_Recorded data_

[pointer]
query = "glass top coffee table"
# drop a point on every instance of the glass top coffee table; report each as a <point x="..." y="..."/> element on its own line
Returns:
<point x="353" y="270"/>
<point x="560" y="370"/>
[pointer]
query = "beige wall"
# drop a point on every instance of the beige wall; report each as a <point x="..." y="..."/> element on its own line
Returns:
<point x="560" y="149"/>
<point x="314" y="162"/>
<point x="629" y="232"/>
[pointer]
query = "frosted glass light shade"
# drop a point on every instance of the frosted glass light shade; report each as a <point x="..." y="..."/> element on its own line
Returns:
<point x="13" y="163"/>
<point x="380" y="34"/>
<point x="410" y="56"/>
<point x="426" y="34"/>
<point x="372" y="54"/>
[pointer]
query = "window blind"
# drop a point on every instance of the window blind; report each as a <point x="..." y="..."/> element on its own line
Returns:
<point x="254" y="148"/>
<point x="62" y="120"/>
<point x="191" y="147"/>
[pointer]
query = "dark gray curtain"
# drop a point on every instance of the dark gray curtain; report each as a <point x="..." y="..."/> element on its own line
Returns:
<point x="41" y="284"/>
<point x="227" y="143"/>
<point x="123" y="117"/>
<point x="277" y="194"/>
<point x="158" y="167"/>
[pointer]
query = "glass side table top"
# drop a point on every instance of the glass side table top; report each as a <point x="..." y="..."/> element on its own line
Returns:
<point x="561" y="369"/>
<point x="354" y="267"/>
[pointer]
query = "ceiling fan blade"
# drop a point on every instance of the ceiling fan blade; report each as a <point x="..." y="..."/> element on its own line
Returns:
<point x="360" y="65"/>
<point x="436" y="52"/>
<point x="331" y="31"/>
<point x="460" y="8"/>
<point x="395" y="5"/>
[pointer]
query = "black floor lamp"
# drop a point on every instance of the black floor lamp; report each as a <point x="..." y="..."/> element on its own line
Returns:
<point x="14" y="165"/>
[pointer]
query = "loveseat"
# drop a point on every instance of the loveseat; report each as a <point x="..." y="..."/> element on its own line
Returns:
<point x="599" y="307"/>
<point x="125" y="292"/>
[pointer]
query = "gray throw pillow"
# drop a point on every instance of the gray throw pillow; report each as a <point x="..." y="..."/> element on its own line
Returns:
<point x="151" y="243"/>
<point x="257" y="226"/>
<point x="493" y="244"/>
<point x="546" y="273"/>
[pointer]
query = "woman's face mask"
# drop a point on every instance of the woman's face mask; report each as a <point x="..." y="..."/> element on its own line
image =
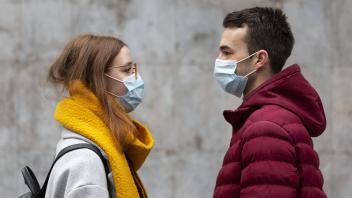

_WHAT IS REQUIRED_
Please find each line in the records above that holds the word "floor", and copy it.

_ANSWER TO THIS TASK_
query = "black floor lamp"
# drop a point on every instance of the black floor lamp; report each as a <point x="..." y="..."/> element on its own line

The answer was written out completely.